**WHAT IS NEEDED**: Locate each line of the material that contains the string "tire" and copy those lines. Treat uppercase and lowercase as different.

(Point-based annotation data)
* start *

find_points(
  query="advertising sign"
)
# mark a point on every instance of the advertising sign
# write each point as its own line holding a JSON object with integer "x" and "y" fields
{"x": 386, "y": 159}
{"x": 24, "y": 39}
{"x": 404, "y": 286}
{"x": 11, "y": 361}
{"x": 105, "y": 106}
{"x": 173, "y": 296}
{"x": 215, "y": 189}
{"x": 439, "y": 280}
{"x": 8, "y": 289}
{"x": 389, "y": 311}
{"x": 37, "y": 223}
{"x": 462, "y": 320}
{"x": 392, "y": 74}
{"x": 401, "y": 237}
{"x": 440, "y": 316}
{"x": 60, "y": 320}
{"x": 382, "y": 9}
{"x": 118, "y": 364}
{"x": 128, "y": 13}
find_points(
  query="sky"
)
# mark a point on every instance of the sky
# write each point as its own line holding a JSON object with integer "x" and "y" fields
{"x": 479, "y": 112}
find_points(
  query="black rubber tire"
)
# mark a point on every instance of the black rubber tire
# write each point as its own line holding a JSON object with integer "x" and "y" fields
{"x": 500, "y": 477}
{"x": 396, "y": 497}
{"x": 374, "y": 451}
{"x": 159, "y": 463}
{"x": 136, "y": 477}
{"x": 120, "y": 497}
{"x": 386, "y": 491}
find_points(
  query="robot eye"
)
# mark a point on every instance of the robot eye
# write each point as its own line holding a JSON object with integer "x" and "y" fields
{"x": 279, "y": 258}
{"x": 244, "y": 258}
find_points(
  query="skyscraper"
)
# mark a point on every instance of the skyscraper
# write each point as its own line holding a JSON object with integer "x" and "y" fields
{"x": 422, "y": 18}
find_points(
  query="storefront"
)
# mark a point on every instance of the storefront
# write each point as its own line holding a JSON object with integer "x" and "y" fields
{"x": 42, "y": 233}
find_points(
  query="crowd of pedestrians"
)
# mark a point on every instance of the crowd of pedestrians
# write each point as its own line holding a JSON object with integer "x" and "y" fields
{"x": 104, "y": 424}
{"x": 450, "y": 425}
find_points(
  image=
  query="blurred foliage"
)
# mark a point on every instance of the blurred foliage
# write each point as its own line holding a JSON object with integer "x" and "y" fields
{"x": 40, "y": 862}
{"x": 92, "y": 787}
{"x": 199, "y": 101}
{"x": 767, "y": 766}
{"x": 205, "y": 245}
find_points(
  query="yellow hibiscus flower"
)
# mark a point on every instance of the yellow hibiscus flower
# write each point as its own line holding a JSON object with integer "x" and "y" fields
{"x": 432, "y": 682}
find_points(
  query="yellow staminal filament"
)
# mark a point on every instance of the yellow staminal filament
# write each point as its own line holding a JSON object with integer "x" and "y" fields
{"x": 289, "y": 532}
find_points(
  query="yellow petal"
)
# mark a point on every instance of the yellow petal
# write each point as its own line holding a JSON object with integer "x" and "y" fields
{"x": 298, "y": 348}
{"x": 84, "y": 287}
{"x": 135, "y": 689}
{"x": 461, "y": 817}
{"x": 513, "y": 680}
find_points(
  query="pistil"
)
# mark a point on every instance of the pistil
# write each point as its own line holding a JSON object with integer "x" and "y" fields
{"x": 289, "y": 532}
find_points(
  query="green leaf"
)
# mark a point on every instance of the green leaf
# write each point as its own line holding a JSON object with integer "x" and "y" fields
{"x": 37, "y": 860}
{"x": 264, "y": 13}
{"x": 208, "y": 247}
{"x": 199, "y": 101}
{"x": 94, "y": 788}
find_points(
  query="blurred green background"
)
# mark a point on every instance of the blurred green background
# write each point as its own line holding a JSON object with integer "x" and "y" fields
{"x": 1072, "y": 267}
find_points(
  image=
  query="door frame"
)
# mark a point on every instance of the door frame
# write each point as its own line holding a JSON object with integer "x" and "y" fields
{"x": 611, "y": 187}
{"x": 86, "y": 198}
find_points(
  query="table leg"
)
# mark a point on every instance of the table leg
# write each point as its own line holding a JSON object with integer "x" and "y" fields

* end *

**WRITTEN SOLUTION**:
  query="black rubber tire"
# mark a point on every instance of the black rubber tire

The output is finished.